- **Given problem**:
Please write out the material below word for word, from the line containing "target | silver coin" through the last line of the material.
"""
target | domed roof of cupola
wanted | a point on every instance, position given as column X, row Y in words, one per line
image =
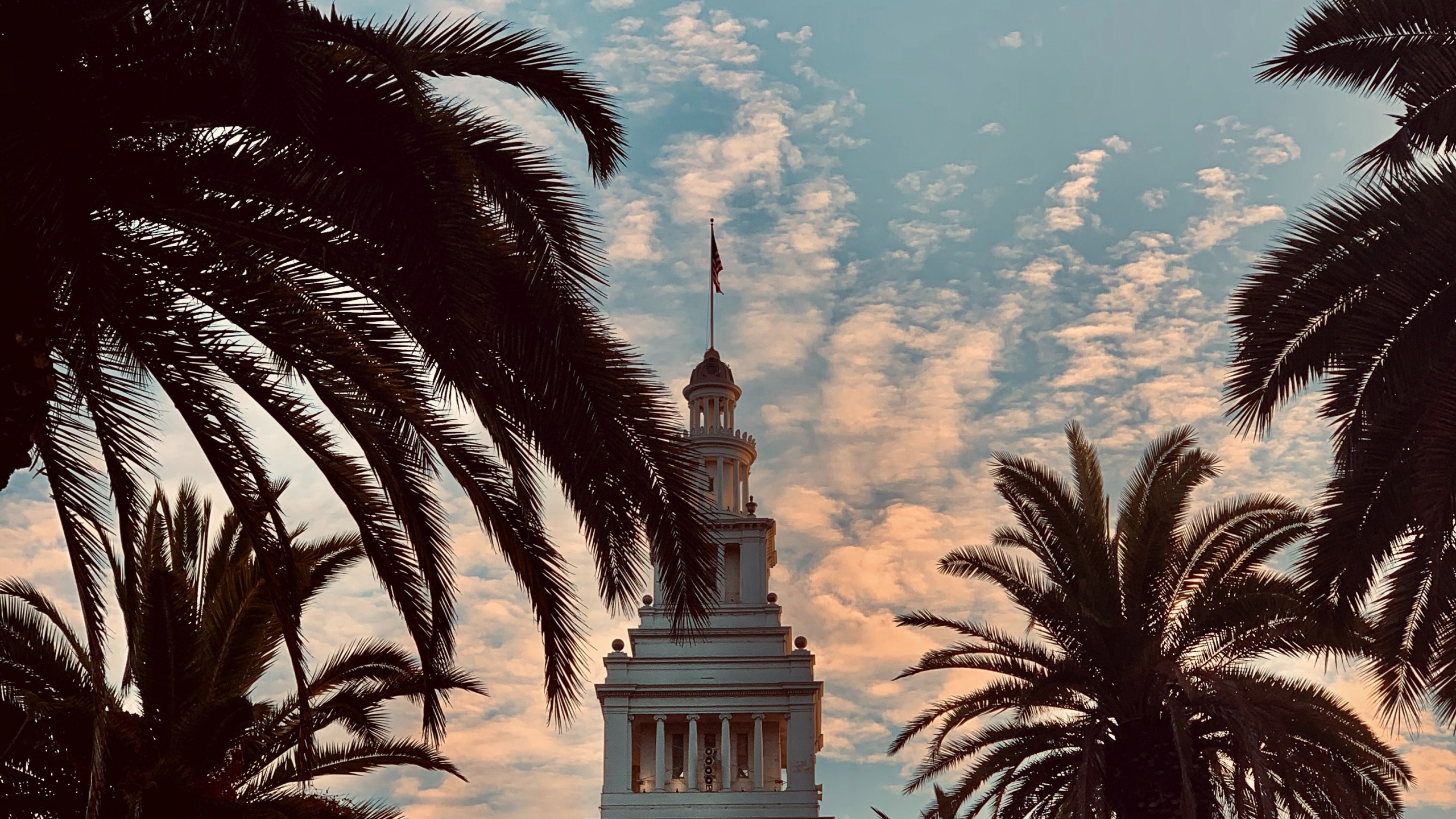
column 711, row 371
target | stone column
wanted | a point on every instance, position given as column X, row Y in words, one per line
column 801, row 748
column 758, row 752
column 719, row 483
column 661, row 752
column 692, row 752
column 726, row 761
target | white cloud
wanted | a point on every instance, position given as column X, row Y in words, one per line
column 1228, row 216
column 1117, row 144
column 799, row 38
column 1275, row 149
column 1010, row 42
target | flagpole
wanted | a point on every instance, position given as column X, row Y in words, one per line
column 711, row 292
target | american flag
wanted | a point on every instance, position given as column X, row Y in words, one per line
column 717, row 264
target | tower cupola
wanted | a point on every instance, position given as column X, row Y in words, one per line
column 726, row 452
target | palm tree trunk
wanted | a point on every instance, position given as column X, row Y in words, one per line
column 27, row 381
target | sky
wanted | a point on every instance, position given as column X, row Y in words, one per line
column 948, row 228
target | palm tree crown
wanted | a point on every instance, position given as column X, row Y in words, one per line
column 201, row 631
column 253, row 197
column 1397, row 50
column 1138, row 693
column 1359, row 295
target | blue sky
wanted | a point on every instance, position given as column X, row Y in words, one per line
column 948, row 228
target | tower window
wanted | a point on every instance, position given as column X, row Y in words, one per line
column 733, row 574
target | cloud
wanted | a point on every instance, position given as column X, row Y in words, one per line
column 1153, row 198
column 800, row 37
column 1275, row 149
column 1117, row 144
column 1072, row 196
column 928, row 193
column 1010, row 42
column 1228, row 216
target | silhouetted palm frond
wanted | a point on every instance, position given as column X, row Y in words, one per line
column 1395, row 50
column 210, row 200
column 1359, row 296
column 1136, row 691
column 188, row 739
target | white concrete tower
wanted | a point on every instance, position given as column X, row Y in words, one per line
column 729, row 725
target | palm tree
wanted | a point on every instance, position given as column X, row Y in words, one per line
column 209, row 198
column 184, row 737
column 1398, row 50
column 1359, row 295
column 1138, row 690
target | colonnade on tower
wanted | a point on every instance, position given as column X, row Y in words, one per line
column 729, row 725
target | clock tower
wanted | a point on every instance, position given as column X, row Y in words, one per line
column 729, row 725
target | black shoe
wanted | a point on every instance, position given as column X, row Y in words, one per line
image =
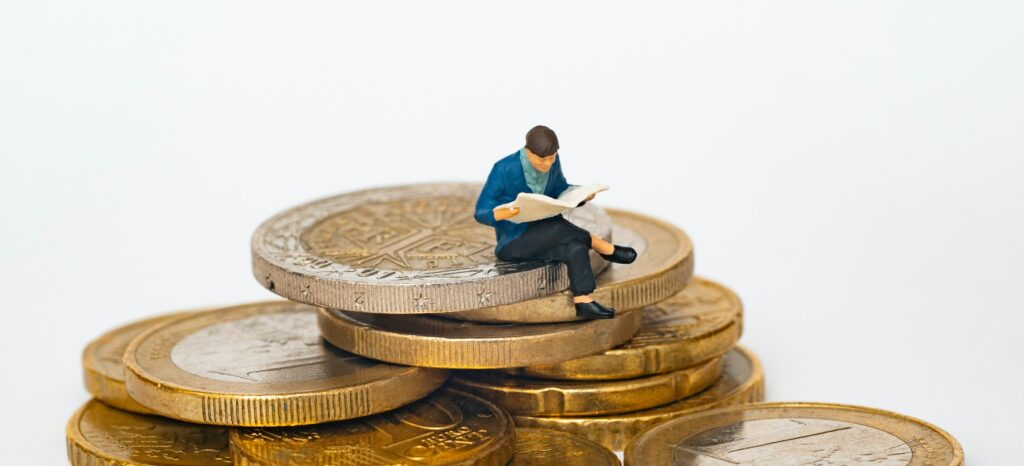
column 594, row 309
column 622, row 255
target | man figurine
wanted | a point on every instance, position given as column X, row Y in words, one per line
column 536, row 168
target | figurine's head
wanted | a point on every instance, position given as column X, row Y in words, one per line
column 542, row 147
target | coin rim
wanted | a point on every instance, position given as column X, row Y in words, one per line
column 956, row 448
column 600, row 448
column 614, row 433
column 611, row 396
column 80, row 447
column 502, row 454
column 153, row 391
column 388, row 298
column 714, row 344
column 359, row 338
column 662, row 283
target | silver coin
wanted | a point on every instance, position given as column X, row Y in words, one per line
column 413, row 249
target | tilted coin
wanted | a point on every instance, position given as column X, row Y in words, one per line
"""
- **Solution to the problem**:
target | silver coin
wanted | a point on every instance, position given as column X, row Y in words, one per line
column 413, row 249
target | tilted coin
wanted | a point on every instance, position given as column X, row Y in words, one per line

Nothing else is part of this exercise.